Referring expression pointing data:
● ● ● ● ●
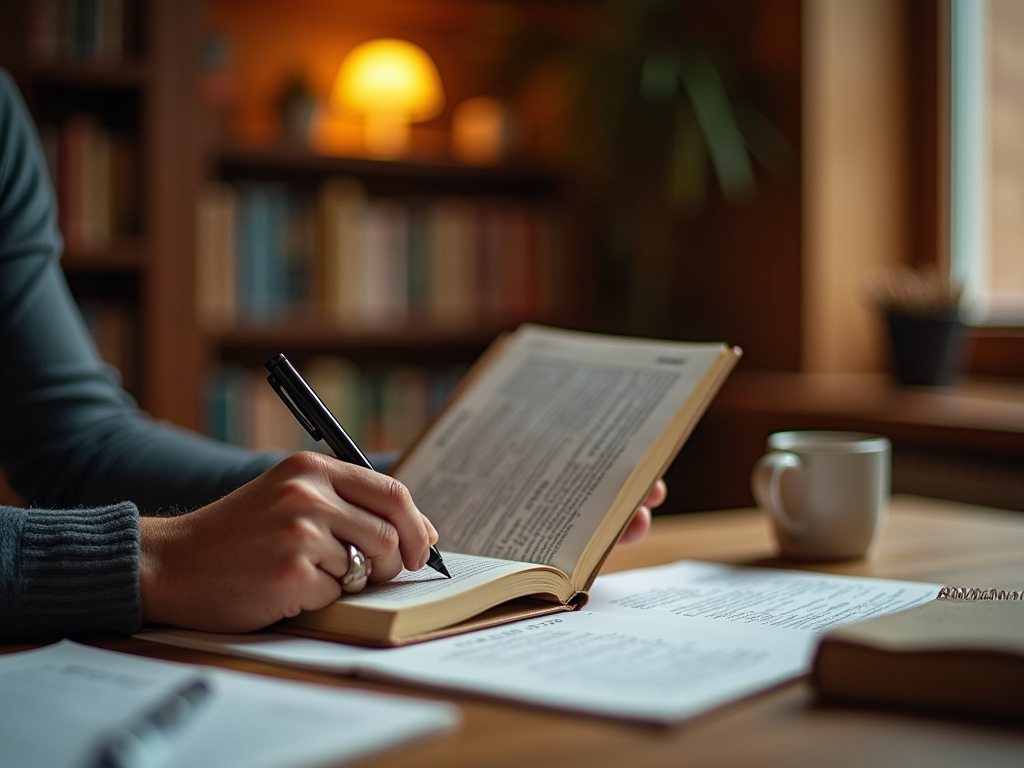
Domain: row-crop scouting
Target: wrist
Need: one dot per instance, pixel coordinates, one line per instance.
(157, 541)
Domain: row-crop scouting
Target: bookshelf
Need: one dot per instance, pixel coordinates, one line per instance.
(384, 280)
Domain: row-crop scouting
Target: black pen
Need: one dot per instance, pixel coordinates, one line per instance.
(317, 420)
(145, 742)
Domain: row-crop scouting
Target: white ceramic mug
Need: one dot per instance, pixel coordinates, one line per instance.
(826, 492)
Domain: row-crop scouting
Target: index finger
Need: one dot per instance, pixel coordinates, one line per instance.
(389, 500)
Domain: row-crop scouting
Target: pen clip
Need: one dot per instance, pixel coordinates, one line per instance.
(299, 416)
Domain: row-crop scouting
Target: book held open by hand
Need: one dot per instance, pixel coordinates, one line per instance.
(954, 655)
(530, 473)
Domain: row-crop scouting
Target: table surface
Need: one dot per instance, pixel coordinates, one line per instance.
(923, 540)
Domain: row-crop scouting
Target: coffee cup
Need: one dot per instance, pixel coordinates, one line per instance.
(826, 493)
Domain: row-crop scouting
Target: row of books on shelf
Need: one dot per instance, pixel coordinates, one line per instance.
(383, 409)
(83, 31)
(266, 251)
(94, 170)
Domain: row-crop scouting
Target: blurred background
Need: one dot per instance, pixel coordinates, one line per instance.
(378, 188)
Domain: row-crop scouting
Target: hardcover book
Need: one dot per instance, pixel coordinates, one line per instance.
(530, 473)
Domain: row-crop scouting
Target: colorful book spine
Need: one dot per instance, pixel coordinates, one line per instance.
(373, 264)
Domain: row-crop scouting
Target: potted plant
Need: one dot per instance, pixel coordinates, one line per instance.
(923, 313)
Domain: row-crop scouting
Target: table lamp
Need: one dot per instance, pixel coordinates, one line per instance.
(389, 84)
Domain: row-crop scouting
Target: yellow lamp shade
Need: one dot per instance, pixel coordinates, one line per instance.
(389, 83)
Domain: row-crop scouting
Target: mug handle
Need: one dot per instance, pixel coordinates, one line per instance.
(766, 482)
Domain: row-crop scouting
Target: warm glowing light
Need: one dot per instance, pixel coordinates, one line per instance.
(479, 128)
(389, 83)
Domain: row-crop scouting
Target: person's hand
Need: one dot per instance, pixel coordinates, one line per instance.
(640, 523)
(274, 547)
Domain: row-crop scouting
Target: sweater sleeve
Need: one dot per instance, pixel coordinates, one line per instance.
(71, 435)
(73, 444)
(69, 571)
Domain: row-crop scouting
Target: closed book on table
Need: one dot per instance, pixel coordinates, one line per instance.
(950, 655)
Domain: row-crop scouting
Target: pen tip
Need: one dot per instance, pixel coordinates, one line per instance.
(435, 562)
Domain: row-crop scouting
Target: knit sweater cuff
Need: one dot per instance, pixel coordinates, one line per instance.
(80, 570)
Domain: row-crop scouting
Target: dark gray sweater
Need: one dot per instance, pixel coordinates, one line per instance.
(74, 445)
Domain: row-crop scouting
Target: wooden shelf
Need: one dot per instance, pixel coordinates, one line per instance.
(91, 74)
(964, 442)
(290, 162)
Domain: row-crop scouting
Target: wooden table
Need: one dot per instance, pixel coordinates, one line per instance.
(924, 540)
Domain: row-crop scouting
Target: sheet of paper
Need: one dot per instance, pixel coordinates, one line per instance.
(646, 669)
(58, 700)
(697, 635)
(767, 597)
(412, 588)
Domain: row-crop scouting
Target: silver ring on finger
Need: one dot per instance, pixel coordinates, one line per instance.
(359, 567)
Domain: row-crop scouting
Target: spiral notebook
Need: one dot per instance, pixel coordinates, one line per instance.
(962, 653)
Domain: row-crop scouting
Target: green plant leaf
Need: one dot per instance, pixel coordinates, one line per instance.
(714, 113)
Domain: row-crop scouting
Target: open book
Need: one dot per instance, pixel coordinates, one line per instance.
(530, 473)
(954, 655)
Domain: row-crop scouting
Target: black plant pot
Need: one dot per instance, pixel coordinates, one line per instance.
(927, 350)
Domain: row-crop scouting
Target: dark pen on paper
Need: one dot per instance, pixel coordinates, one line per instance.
(147, 740)
(317, 420)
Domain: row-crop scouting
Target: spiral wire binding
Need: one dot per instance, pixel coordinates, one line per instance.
(976, 593)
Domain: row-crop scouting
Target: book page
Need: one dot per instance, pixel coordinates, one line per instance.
(414, 588)
(526, 463)
(766, 597)
(59, 701)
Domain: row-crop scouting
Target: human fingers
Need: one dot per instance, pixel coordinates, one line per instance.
(637, 527)
(381, 518)
(657, 495)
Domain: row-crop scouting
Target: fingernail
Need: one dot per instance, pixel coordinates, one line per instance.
(431, 532)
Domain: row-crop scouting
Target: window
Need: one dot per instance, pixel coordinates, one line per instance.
(987, 158)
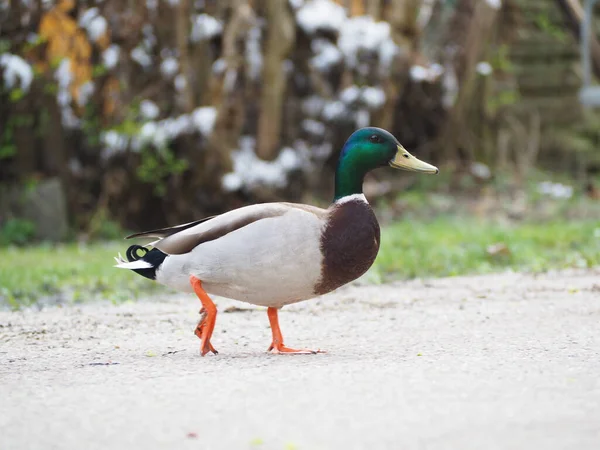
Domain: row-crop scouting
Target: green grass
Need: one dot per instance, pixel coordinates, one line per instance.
(444, 246)
(451, 246)
(69, 273)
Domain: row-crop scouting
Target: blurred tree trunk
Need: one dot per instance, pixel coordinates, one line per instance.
(479, 18)
(182, 25)
(280, 39)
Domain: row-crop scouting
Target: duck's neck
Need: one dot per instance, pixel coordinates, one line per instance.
(349, 177)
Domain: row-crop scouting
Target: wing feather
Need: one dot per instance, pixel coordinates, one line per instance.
(164, 232)
(184, 238)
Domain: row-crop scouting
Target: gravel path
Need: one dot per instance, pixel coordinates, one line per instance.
(506, 361)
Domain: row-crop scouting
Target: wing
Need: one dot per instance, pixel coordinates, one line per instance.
(188, 236)
(164, 232)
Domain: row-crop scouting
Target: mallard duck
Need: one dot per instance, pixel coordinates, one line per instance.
(276, 254)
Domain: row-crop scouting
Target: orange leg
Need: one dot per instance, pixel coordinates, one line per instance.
(206, 325)
(277, 344)
(202, 326)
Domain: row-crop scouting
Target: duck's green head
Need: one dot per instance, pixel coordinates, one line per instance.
(368, 149)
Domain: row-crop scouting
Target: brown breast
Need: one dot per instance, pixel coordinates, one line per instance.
(349, 244)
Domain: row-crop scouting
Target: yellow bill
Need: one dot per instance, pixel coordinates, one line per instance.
(406, 161)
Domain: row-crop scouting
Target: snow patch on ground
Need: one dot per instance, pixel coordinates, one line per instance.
(326, 55)
(316, 15)
(95, 25)
(110, 56)
(204, 119)
(363, 34)
(16, 71)
(250, 171)
(254, 53)
(205, 27)
(149, 109)
(169, 66)
(160, 133)
(141, 56)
● ● ● ● ●
## WHAT TO DO
Using the records above, work out the number of lines that contain "dark" and write only that number.

## EXERCISE ANSWER
2